Write out again only the lines running from the one that contains "arm in the photo above." to the end of the records below, including both the first and the last.

Entries from a point annotation set:
■ ■ ■ ■ ■ ■ ■

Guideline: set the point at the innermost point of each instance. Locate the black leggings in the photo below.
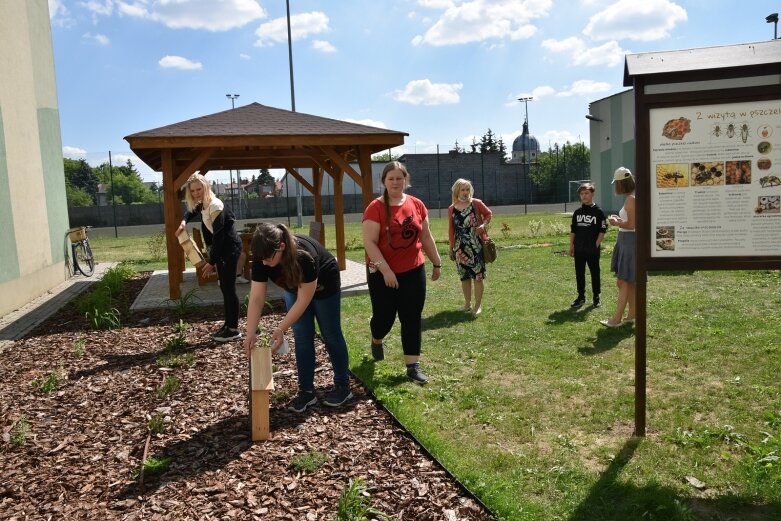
(226, 271)
(592, 260)
(407, 302)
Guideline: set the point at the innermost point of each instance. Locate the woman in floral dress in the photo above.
(468, 218)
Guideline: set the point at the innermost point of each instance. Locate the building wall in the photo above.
(612, 145)
(33, 207)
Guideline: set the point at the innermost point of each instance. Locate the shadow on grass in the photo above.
(366, 373)
(611, 499)
(445, 319)
(571, 315)
(607, 338)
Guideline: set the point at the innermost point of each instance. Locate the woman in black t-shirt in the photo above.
(309, 277)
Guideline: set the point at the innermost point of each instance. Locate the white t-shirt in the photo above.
(206, 214)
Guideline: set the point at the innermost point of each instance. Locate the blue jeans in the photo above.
(327, 312)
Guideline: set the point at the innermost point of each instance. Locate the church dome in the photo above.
(525, 147)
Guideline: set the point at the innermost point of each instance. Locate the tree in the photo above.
(77, 197)
(561, 164)
(128, 187)
(81, 176)
(385, 156)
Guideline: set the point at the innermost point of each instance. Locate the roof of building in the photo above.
(700, 59)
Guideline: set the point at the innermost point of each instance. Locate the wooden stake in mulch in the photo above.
(261, 383)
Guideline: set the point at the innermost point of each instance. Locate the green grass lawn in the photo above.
(531, 405)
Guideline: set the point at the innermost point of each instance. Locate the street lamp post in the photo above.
(233, 97)
(525, 160)
(299, 204)
(773, 19)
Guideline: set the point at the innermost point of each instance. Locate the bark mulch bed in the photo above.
(87, 438)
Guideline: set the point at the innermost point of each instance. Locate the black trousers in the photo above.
(226, 271)
(581, 261)
(407, 302)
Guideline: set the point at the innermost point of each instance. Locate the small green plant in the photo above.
(115, 278)
(308, 461)
(153, 466)
(156, 424)
(176, 343)
(156, 245)
(19, 431)
(354, 503)
(181, 326)
(184, 304)
(50, 383)
(174, 360)
(103, 319)
(79, 346)
(558, 228)
(535, 226)
(505, 230)
(170, 385)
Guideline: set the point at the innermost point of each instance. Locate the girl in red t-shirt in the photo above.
(396, 235)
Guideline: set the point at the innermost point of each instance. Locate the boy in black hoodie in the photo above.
(586, 233)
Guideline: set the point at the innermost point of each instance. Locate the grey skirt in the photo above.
(623, 261)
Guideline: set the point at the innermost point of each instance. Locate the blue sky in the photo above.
(440, 70)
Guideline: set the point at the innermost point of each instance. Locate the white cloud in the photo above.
(479, 20)
(584, 87)
(56, 8)
(632, 20)
(423, 92)
(551, 137)
(436, 4)
(177, 62)
(301, 26)
(98, 8)
(100, 39)
(323, 46)
(73, 152)
(367, 122)
(609, 53)
(195, 14)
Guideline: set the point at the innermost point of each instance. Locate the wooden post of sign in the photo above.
(261, 383)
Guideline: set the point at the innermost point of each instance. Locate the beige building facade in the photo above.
(33, 207)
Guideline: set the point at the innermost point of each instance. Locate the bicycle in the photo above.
(82, 253)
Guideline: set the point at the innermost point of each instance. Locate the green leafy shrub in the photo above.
(184, 304)
(153, 466)
(176, 343)
(50, 383)
(103, 319)
(79, 346)
(170, 385)
(156, 424)
(308, 461)
(19, 431)
(354, 503)
(115, 278)
(156, 245)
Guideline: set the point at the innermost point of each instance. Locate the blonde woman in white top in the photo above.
(623, 261)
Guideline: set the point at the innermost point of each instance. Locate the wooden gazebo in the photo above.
(255, 136)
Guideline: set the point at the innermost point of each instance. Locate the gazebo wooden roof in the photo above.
(255, 136)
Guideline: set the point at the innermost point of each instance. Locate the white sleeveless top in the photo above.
(623, 216)
(206, 214)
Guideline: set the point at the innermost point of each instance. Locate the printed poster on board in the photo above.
(716, 180)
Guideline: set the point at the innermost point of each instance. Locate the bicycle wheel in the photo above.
(82, 258)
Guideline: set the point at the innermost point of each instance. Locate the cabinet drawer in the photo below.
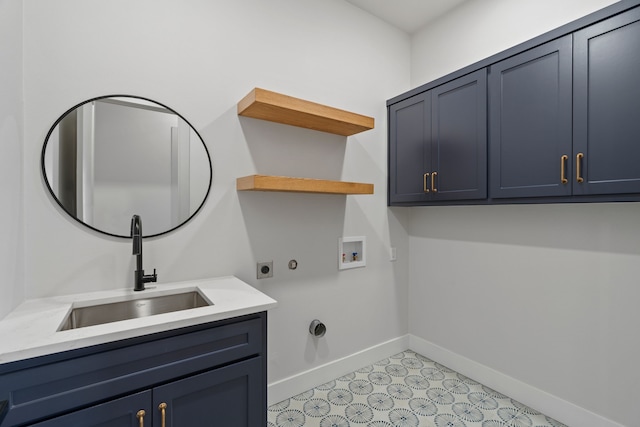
(55, 388)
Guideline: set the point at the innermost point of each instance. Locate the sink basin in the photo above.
(81, 317)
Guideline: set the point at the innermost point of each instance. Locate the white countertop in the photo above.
(31, 330)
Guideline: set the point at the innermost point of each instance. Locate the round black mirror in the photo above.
(111, 157)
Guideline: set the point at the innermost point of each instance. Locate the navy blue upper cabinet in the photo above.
(561, 114)
(226, 397)
(530, 123)
(607, 106)
(409, 148)
(438, 143)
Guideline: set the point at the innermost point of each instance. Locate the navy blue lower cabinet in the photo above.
(225, 397)
(530, 123)
(205, 375)
(130, 411)
(607, 106)
(410, 149)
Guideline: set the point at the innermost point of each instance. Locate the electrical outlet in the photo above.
(265, 270)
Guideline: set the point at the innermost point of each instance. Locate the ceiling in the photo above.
(408, 15)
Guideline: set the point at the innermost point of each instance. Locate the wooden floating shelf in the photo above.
(300, 185)
(266, 105)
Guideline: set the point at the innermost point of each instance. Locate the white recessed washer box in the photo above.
(352, 252)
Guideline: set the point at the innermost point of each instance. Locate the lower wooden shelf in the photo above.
(300, 185)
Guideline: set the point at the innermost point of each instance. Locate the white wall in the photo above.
(200, 57)
(544, 294)
(11, 152)
(478, 29)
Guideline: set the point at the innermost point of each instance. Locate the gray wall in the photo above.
(11, 152)
(200, 57)
(543, 294)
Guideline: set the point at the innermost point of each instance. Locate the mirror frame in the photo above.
(74, 217)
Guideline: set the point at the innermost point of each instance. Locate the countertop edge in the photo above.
(231, 298)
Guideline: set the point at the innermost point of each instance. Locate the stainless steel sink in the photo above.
(112, 312)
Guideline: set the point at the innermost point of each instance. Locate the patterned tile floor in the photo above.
(404, 390)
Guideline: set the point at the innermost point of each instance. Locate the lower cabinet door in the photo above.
(124, 412)
(232, 396)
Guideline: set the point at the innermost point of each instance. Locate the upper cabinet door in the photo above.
(459, 139)
(409, 148)
(607, 106)
(530, 123)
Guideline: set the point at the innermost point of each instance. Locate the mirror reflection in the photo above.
(112, 157)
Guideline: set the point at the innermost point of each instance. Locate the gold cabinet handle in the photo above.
(579, 158)
(140, 415)
(163, 408)
(563, 164)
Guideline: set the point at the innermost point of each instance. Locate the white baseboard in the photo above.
(559, 409)
(296, 384)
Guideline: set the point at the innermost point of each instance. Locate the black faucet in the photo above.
(139, 277)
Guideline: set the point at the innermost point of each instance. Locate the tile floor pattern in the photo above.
(404, 390)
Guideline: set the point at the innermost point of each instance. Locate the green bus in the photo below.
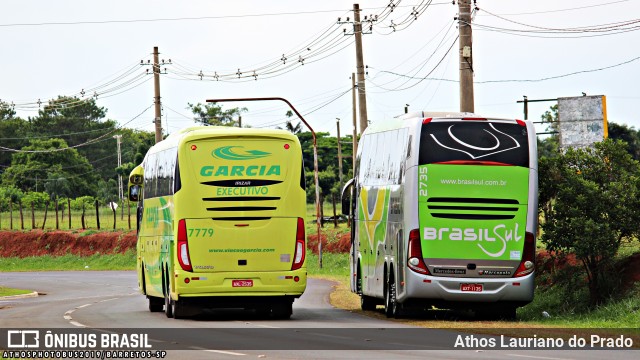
(220, 214)
(445, 214)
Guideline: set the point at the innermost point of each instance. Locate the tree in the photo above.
(294, 129)
(627, 134)
(32, 167)
(212, 114)
(13, 130)
(79, 122)
(591, 201)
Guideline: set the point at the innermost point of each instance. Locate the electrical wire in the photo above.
(88, 142)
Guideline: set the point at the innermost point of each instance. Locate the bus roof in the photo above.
(198, 132)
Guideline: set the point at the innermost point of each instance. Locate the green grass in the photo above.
(106, 219)
(5, 291)
(333, 265)
(125, 261)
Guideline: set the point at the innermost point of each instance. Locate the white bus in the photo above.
(445, 214)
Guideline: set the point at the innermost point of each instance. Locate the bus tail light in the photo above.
(298, 256)
(416, 261)
(528, 256)
(183, 246)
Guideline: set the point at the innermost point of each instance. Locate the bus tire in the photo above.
(180, 310)
(155, 304)
(391, 305)
(168, 303)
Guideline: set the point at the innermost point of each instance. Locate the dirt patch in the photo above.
(57, 243)
(339, 245)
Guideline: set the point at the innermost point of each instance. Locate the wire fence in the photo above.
(62, 216)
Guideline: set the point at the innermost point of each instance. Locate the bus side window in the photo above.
(134, 193)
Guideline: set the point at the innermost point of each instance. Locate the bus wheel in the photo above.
(168, 303)
(391, 306)
(180, 310)
(155, 304)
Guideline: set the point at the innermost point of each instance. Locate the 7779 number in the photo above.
(197, 232)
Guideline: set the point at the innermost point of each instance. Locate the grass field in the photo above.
(5, 291)
(124, 220)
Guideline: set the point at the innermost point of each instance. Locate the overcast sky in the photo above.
(61, 47)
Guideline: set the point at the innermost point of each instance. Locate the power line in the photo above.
(88, 142)
(517, 80)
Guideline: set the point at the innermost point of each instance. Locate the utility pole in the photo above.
(362, 98)
(339, 154)
(120, 190)
(466, 56)
(355, 127)
(156, 83)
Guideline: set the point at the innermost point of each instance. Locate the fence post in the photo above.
(82, 216)
(97, 215)
(57, 219)
(335, 216)
(69, 207)
(21, 217)
(46, 210)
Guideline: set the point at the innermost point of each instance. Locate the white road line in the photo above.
(539, 357)
(109, 299)
(226, 352)
(266, 326)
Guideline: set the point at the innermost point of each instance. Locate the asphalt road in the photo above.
(110, 299)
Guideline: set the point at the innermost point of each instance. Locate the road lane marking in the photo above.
(538, 357)
(226, 352)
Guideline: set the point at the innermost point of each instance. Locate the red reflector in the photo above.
(299, 250)
(414, 258)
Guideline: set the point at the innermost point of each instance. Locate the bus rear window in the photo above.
(474, 141)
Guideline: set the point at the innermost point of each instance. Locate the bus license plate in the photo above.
(471, 287)
(242, 283)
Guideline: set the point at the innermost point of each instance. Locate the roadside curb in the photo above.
(22, 296)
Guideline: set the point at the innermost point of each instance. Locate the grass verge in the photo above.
(5, 291)
(126, 261)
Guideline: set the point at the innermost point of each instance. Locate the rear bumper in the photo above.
(436, 289)
(273, 283)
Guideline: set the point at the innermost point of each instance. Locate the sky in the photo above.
(541, 49)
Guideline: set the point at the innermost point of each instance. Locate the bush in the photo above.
(590, 199)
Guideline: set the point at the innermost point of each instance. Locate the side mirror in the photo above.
(347, 196)
(134, 193)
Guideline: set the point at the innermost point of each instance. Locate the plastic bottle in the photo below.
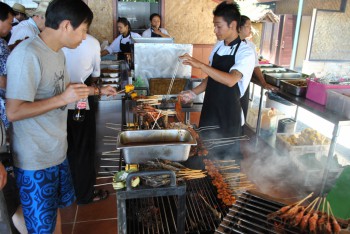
(80, 107)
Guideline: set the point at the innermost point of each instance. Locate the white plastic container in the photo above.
(284, 106)
(269, 119)
(339, 101)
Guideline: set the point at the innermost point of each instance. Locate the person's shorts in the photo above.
(42, 192)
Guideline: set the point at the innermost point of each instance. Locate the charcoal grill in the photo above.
(249, 215)
(162, 213)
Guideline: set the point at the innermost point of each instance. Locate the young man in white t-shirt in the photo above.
(38, 91)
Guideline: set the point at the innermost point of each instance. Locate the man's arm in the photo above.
(228, 79)
(258, 73)
(3, 176)
(19, 109)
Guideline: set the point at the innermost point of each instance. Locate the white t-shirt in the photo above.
(36, 72)
(115, 46)
(244, 63)
(83, 61)
(26, 28)
(148, 32)
(251, 44)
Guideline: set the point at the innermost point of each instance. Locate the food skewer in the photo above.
(336, 226)
(214, 211)
(285, 209)
(305, 220)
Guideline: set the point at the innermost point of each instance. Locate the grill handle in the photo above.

■ ■ ■ ■ ■ ■ ■

▶ **Answer to this exercise**:
Guideline: set the point at the innermost point of each instance. Locate the man's arm in the photo above.
(228, 79)
(258, 73)
(3, 176)
(19, 109)
Guideline: set the point at the innermost point of each instance. Locate the white t-shirt in the photo above.
(36, 72)
(115, 46)
(244, 63)
(83, 61)
(26, 28)
(148, 32)
(251, 44)
Guideline: set the point at the innermost point of each instance. Locate the food skewer in the photo above.
(336, 226)
(214, 211)
(285, 209)
(305, 220)
Guideline: set the point at the innermost point of each instance. Locate the grill handle in the photo above.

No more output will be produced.